Bildeinträge zu benannten Bereichen
+ + +

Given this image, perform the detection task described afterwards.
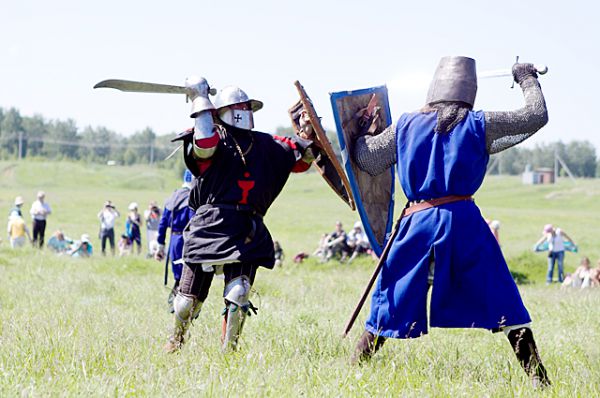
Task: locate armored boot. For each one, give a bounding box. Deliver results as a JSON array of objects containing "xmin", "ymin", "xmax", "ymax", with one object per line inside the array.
[
  {"xmin": 350, "ymin": 330, "xmax": 385, "ymax": 364},
  {"xmin": 221, "ymin": 275, "xmax": 256, "ymax": 352},
  {"xmin": 164, "ymin": 293, "xmax": 202, "ymax": 353},
  {"xmin": 508, "ymin": 328, "xmax": 552, "ymax": 388},
  {"xmin": 167, "ymin": 280, "xmax": 179, "ymax": 314}
]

+ + +

AUFGABENDETAILS —
Ermittle in der Auflistung oben jede Zeile, in der die Zeichenfolge „xmin“ vorkommt, und gib diese Zeilen unverändert wieder.

ANTWORT ZUR AUFGABE —
Task: locate armored boot. For each one, give a bounding box. Deliver results as a JSON array of objects containing "xmin", "ymin", "xmax", "ymax", with one object per line inside the array.
  {"xmin": 350, "ymin": 330, "xmax": 385, "ymax": 364},
  {"xmin": 221, "ymin": 275, "xmax": 256, "ymax": 352},
  {"xmin": 164, "ymin": 293, "xmax": 202, "ymax": 353},
  {"xmin": 508, "ymin": 328, "xmax": 552, "ymax": 388},
  {"xmin": 167, "ymin": 280, "xmax": 179, "ymax": 314}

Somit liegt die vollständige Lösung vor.